#### What this task involves
Will you print the material below without altering a single character?
═════ Data for the task
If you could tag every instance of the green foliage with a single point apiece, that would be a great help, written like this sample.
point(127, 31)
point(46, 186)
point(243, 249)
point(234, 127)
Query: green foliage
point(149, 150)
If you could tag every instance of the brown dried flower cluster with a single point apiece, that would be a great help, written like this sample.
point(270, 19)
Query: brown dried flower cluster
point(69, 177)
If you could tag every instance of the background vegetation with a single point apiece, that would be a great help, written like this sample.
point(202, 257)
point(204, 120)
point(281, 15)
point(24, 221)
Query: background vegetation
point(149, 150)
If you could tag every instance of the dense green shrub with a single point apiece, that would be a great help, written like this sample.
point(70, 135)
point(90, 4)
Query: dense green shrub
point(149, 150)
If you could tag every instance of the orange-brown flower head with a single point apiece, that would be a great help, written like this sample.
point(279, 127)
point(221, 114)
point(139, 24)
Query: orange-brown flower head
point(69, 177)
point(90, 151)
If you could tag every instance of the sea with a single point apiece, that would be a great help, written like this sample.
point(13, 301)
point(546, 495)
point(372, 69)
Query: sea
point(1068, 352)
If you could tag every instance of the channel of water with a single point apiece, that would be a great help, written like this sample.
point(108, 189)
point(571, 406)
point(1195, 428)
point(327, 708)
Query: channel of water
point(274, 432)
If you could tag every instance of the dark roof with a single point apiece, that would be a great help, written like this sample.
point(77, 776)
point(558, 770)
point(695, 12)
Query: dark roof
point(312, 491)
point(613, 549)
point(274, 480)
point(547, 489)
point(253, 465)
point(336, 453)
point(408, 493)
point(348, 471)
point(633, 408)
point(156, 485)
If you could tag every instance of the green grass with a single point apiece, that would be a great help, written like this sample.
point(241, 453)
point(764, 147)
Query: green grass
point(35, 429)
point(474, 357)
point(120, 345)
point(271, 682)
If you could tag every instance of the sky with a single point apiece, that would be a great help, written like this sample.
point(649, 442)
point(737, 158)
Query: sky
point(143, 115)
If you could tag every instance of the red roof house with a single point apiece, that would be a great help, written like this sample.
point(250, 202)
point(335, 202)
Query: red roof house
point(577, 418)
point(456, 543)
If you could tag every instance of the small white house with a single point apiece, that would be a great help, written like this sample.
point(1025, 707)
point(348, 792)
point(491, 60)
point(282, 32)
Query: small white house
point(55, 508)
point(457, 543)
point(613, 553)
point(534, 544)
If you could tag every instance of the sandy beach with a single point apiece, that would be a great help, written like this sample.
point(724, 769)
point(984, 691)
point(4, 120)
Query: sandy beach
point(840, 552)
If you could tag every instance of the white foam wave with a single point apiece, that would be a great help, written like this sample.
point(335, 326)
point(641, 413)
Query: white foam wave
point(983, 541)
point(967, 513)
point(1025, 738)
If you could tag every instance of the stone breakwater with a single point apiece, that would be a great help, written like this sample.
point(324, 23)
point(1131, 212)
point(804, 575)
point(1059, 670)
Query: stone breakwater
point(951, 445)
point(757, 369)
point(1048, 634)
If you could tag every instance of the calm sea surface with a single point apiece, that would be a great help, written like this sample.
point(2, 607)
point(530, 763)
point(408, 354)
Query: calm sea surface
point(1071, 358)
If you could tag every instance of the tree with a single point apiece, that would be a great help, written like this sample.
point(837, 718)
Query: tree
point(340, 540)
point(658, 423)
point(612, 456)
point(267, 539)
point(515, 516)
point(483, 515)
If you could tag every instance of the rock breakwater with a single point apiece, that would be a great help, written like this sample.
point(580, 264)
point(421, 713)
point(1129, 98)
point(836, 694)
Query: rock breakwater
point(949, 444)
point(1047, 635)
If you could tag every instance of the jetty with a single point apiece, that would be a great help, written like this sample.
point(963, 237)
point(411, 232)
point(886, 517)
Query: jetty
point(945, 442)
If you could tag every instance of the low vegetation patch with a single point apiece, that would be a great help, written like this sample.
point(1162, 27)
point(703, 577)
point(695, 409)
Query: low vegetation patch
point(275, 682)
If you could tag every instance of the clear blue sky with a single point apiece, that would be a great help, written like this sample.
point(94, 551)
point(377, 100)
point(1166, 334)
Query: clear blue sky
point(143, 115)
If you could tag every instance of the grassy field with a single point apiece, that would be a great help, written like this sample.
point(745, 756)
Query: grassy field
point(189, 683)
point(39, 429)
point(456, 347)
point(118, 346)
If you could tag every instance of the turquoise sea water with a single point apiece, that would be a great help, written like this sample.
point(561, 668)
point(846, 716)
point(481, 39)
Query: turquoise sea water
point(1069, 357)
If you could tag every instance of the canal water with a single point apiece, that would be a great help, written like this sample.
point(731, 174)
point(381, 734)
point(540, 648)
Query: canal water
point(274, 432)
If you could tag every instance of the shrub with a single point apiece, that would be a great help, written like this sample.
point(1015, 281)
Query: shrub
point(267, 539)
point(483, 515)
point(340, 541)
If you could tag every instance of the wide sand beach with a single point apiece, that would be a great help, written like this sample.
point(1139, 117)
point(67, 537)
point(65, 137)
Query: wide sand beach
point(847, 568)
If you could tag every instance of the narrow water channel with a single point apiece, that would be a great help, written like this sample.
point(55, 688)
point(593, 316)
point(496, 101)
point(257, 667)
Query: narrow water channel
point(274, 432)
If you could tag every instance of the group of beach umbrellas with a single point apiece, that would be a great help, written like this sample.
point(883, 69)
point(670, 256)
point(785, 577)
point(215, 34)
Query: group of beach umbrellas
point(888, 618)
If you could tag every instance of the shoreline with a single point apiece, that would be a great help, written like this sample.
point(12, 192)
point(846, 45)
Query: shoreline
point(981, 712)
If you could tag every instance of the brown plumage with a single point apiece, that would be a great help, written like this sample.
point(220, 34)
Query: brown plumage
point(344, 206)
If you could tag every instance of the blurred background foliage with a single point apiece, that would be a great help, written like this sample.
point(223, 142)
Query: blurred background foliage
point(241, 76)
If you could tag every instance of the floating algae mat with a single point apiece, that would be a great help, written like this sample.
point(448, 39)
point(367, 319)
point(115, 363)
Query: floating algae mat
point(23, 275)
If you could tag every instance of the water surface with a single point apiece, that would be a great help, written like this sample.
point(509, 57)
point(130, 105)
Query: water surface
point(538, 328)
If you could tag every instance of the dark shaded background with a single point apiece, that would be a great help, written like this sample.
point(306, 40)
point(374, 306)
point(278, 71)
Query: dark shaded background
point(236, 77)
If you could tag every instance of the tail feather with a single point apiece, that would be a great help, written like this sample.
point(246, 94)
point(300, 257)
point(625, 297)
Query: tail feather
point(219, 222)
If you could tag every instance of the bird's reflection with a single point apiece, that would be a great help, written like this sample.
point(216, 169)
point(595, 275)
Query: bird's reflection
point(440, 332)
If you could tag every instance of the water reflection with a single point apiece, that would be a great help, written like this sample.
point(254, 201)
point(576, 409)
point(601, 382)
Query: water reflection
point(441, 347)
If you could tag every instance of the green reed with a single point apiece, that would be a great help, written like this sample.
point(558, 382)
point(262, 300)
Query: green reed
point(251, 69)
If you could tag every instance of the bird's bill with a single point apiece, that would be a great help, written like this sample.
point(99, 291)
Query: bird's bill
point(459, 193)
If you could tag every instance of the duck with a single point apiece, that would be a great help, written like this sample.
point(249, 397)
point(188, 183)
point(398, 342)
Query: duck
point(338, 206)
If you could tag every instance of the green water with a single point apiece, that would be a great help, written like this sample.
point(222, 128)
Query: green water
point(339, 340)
══════════
#### Task result
If you could tag every instance of the green foliage with a single point apiece, that would be a great help, written like this sample.
point(127, 31)
point(46, 186)
point(243, 249)
point(234, 127)
Query: green foliage
point(149, 150)
If you could tag every instance of the brown dried flower cluster with a single point apiece, that would be a great help, written like this sample.
point(270, 19)
Query: brown dried flower cluster
point(69, 177)
If you could tag every instance of the background vegetation with a single point apiece, that would be a great help, written like this sample.
point(202, 257)
point(204, 120)
point(281, 15)
point(24, 221)
Query: background vegetation
point(149, 150)
If you could tag every instance of the dense green shrub with a single point apiece, that would be a great help, written like this sample.
point(70, 135)
point(90, 4)
Query: dense green shrub
point(149, 150)
If you could tag every instance of the orange-brown flower head with a single point apiece, that would be a great help, written like this sample.
point(279, 127)
point(221, 114)
point(139, 24)
Query: orange-brown flower head
point(69, 177)
point(90, 151)
If you could tag every instance of the sea with a single point apiece, that would be a great help, written like this sample.
point(13, 301)
point(546, 495)
point(372, 69)
Query: sea
point(1068, 352)
If you could tag every instance of the channel of water with a single point apiece, that would be a great help, written like this sample.
point(108, 189)
point(571, 406)
point(1195, 428)
point(327, 708)
Query: channel of water
point(274, 432)
If you could tag every instance of the dark roof with a single point apiece, that would be a great help, written like this sample.
point(77, 776)
point(558, 770)
point(695, 12)
Query: dark roof
point(312, 491)
point(613, 549)
point(274, 480)
point(547, 489)
point(253, 465)
point(336, 453)
point(408, 493)
point(348, 471)
point(633, 408)
point(156, 485)
If you could tag every instance of the green grass with a single point apiece, that would be a great help, written like this sample.
point(241, 453)
point(764, 147)
Query: green grass
point(35, 429)
point(474, 357)
point(120, 345)
point(271, 682)
If you could tag every instance of the sky with a single point apiece, that would be a great help, written like this sample.
point(649, 442)
point(737, 158)
Query: sky
point(143, 115)
If you could tag every instance of the red roof house with a single point apiece, that would be a great help, written like this sample.
point(250, 202)
point(335, 202)
Query: red roof house
point(577, 418)
point(456, 543)
If you could tag every instance of the small white house with a single point apiece, that would be a great help, written like this sample.
point(1025, 707)
point(348, 792)
point(491, 60)
point(282, 32)
Query: small white house
point(55, 508)
point(457, 543)
point(613, 553)
point(534, 544)
If you could tag every instance of the sandy beach with a single point apiece, that would be a great help, written like this sample.
point(724, 769)
point(984, 691)
point(4, 120)
Query: sandy beach
point(840, 552)
If you could tag every instance of the white foam wave with a single point apiece, that would be a great help, written like this sample.
point(335, 326)
point(641, 413)
Query: white foam wave
point(983, 541)
point(967, 513)
point(1025, 738)
If you could tag every instance of the stone breakwater with a single point apiece, that would be a great help, written like this sample.
point(324, 23)
point(1131, 212)
point(804, 575)
point(1059, 670)
Query: stone breakwater
point(951, 445)
point(757, 369)
point(1048, 634)
If you could tag every instance of the calm sea surface with a single point apiece, that would be a great help, written like this sample.
point(2, 607)
point(530, 763)
point(408, 354)
Query: calm sea surface
point(1071, 358)
If you could tag every instance of the tree with a single point apiece, that would be a great help, written like this sample.
point(837, 718)
Query: tree
point(340, 540)
point(658, 423)
point(612, 456)
point(267, 539)
point(515, 516)
point(483, 515)
If you could tag every instance of the rock breakwater with a single point apiece, that would be a great help, written like this sample.
point(580, 264)
point(421, 713)
point(1129, 98)
point(836, 694)
Query: rock breakwater
point(949, 444)
point(1047, 635)
If you could tag every instance of the jetty with a single point apiece, that would be a great help, written like this sample.
point(963, 237)
point(411, 232)
point(886, 517)
Query: jetty
point(945, 442)
If you could tag every instance of the low vegetation patch with a single point apiece, that would be a great help, written like this sample.
point(1162, 27)
point(703, 577)
point(695, 409)
Query: low vegetation patch
point(275, 682)
If you could tag every instance of the clear blue sky with a single point apiece, that would be a great help, written like this sample.
point(94, 551)
point(377, 100)
point(1166, 334)
Query: clear blue sky
point(143, 115)
If you could tag every instance of the grassy field with a single point apiece, that would be a great help, written like this sample.
point(745, 756)
Query: grassy field
point(189, 683)
point(39, 429)
point(456, 347)
point(118, 346)
If you could tag every instance of the turquoise sea water with a single point apiece, that would be a great help, written like this sample.
point(561, 668)
point(846, 716)
point(481, 39)
Query: turquoise sea water
point(1069, 357)
If you could tag every instance of the canal water with a single point apiece, that would be a great help, written like this sample.
point(731, 174)
point(381, 734)
point(540, 648)
Query: canal water
point(274, 432)
If you could tag every instance of the shrub with a single point apiece, that would be a great help, written like this sample.
point(1015, 281)
Query: shrub
point(267, 539)
point(483, 515)
point(340, 541)
If you could tag every instance of the wide sand beach with a single point apiece, that would be a great help, written like this sample.
point(1139, 117)
point(67, 537)
point(65, 137)
Query: wide sand beach
point(847, 568)
If you could tag every instance of the narrow water channel with a single point apiece, that would be a great help, written like this sample.
point(55, 688)
point(593, 316)
point(496, 101)
point(257, 667)
Query: narrow water channel
point(274, 432)
If you could tag every instance of the group of beach umbrellas with a single point apiece, that would be a great help, written like this sample.
point(883, 69)
point(670, 256)
point(785, 577)
point(215, 34)
Query: group of beach umbrellas
point(888, 618)
If you could tag every instance of the shoreline with a single point apiece, that would be a great help, written like this sample.
point(12, 192)
point(846, 45)
Query: shoreline
point(981, 712)
If you could tag every instance of the brown plumage with a single point apiece, that would be a great help, written like this sample.
point(220, 34)
Query: brown plumage
point(344, 206)
If you could tag every instance of the blurred background foliage with a single point apiece, that would be a great help, written like this sample.
point(223, 142)
Query: blurred background foliage
point(241, 76)
If you could tag every instance of the floating algae mat with a single point apiece, that would be a great help, written like this sample.
point(448, 39)
point(367, 319)
point(115, 363)
Query: floating algae mat
point(23, 275)
If you could tag every instance of the water surface with a single point apiece, that would be a great help, written like this sample.
point(509, 57)
point(130, 105)
Query: water surface
point(538, 328)
If you could tag every instance of the dark shaded background with a single point apiece, that would be a great help, written like this sample.
point(306, 40)
point(374, 306)
point(278, 71)
Query: dark shaded background
point(236, 77)
If you could tag every instance of the tail feather with a single point apiece, that would be a great help, written like this sample.
point(246, 94)
point(300, 257)
point(625, 297)
Query: tail feather
point(219, 222)
If you could tag every instance of the bird's reflection with a single point apiece, that would be a great help, written like this sample.
point(216, 169)
point(595, 275)
Query: bird's reflection
point(440, 332)
If you could tag every instance of the water reflection with a single point apiece, that would be a great help, written like this sample.
point(254, 201)
point(576, 409)
point(601, 382)
Query: water reflection
point(441, 347)
If you could tag every instance of the green reed with a single point apiece, that would be a great help, written like this sample.
point(558, 382)
point(262, 300)
Query: green reed
point(251, 69)
If you could tag every instance of the bird's bill with a single point apiece, that would be a great help, written like this sample.
point(99, 291)
Query: bird's bill
point(459, 193)
If you could tag every instance of the duck with a single point apiece, that would be a great help, written like this sample.
point(249, 397)
point(188, 183)
point(398, 342)
Query: duck
point(338, 206)
If you could tag every instance of the green water with a single point apiece, that would be a great help, written like this sample.
point(222, 128)
Query: green water
point(339, 340)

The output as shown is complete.